> [How to complete this task] When you copy the data, keep every word exactly as it is and leave the pictures out.

> [Records to process]
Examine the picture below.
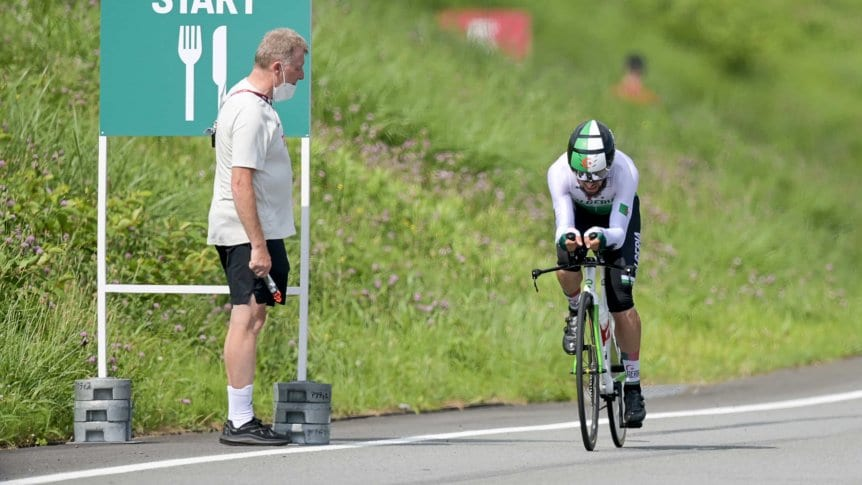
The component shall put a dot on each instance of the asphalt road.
(792, 426)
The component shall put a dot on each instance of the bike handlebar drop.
(580, 257)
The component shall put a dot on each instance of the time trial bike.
(597, 367)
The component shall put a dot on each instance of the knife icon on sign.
(220, 61)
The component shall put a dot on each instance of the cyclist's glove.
(561, 242)
(599, 232)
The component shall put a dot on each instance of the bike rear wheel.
(586, 372)
(616, 410)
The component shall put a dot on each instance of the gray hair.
(278, 45)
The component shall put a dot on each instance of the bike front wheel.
(586, 372)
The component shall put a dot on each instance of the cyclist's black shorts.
(242, 281)
(620, 286)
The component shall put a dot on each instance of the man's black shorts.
(242, 281)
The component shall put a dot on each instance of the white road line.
(156, 465)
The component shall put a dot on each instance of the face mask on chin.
(283, 91)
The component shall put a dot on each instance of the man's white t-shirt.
(249, 134)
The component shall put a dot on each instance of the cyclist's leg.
(620, 286)
(628, 322)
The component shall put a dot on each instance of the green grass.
(429, 208)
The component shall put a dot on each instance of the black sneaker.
(635, 410)
(570, 337)
(252, 433)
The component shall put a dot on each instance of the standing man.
(594, 191)
(251, 214)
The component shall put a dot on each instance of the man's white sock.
(239, 405)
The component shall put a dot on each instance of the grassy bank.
(429, 208)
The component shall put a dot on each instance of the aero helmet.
(591, 151)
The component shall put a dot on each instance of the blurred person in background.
(593, 188)
(631, 87)
(250, 215)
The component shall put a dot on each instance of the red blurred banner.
(505, 29)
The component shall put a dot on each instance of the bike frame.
(593, 271)
(593, 267)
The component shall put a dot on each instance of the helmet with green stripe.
(591, 151)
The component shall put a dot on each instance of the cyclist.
(594, 191)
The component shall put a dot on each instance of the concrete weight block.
(103, 432)
(112, 411)
(304, 434)
(103, 389)
(302, 413)
(303, 391)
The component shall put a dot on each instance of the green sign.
(166, 63)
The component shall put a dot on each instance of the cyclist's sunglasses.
(592, 176)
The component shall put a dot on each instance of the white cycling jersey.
(614, 200)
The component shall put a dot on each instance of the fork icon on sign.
(189, 49)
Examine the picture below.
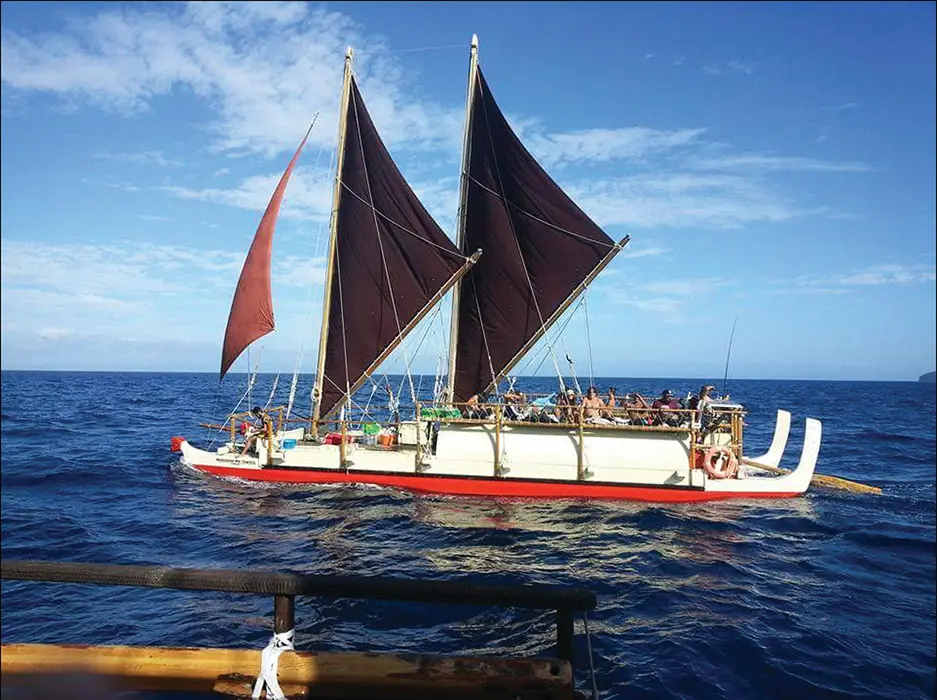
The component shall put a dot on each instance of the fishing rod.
(725, 377)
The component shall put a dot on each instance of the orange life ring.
(720, 454)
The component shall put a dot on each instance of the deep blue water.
(827, 596)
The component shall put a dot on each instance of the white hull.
(534, 460)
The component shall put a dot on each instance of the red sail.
(539, 248)
(252, 307)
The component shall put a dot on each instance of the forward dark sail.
(392, 261)
(251, 314)
(540, 250)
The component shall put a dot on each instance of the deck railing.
(505, 414)
(285, 587)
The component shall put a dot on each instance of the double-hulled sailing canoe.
(524, 253)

> [Task output]
Examine the picture below.
The component shall put a dot on each instance of the asphalt road.
(792, 426)
The component shall put a dot on each instance of the bike handlebar drop.
(580, 257)
The component shall put a dot on each instance of the time trial bike.
(597, 367)
The component shall put a dot on each instance of the knife icon on sign.
(220, 61)
The component shall put a dot on each instance of the cyclist's glove.
(561, 242)
(599, 232)
The component shall put a dot on each instance of the bike rear wheel.
(586, 372)
(616, 410)
The component shall put a dot on each instance of the gray hair.
(278, 45)
The component shall put a dot on each instance of the bike front wheel.
(586, 372)
The component shall put a dot on each instance of the cyclist's black shorts.
(242, 281)
(620, 286)
The component shall put a dot on each instance of the man's black shorts.
(242, 281)
The component shall put a dot on each instance of the white road line.
(156, 465)
The component shall put a dot on each instance of the face mask on chin.
(283, 91)
The component shall put a dot on each instance of the man's white t-shirt.
(249, 134)
The component shall put a dot on each instance of the cyclist's leg.
(620, 286)
(628, 322)
The component shall put a dot on each instance of the green grass.
(429, 208)
The component shall put a dot on each instance of the black sneaker.
(635, 410)
(570, 337)
(252, 433)
The component shall put a dot on each instance of the standing man.
(594, 191)
(251, 214)
The component shall put a dot on each instance of the man's white sock.
(239, 405)
The component shall put a dot on each instance of the grassy bank.
(429, 208)
The component shall put a dot on each instance of the aero helmet.
(591, 151)
The component shall put a dot on each instance of the blurred person in background.
(593, 188)
(631, 87)
(250, 215)
The component shall put a dot on each instance of the red blurred banner.
(505, 29)
The component shall put a dot on each instance of the bike frame.
(593, 271)
(593, 267)
The component shall put a dot on each instance of the helmet with green stripe.
(591, 151)
The component shall put a dot on each instance of the cyclist.
(594, 191)
The component shall put a dot on each instance of the concrete weight block.
(103, 432)
(112, 411)
(304, 434)
(103, 389)
(302, 413)
(303, 391)
The component shall put a dot on each instance of the green sign.
(166, 63)
The component shall put a dot on each instance of the cyclist's sunglasses.
(592, 176)
The component shall put a dot on each instance of the white cycling jersey.
(614, 200)
The component shall put a dot on each instance of the fork icon on sign.
(189, 49)
Examine the picture below.
The component shall put a dot on each instance of the fishing rod.
(725, 377)
The component shall put a dot on each instance of the orange life ring.
(720, 454)
The component shall put a dot on each instance of the deep blue water.
(827, 596)
The component shall put a dot on each instance of the white hull.
(534, 460)
The component shall put a dot on each instance of the red sail.
(539, 248)
(252, 307)
The component shall put a dot on each instance of the forward dark sail.
(392, 261)
(251, 314)
(540, 250)
The component shall put a dot on each instance of the deck railing.
(505, 414)
(285, 587)
The component shall put a dot on each instance of the double-hulled sailing canoe.
(524, 253)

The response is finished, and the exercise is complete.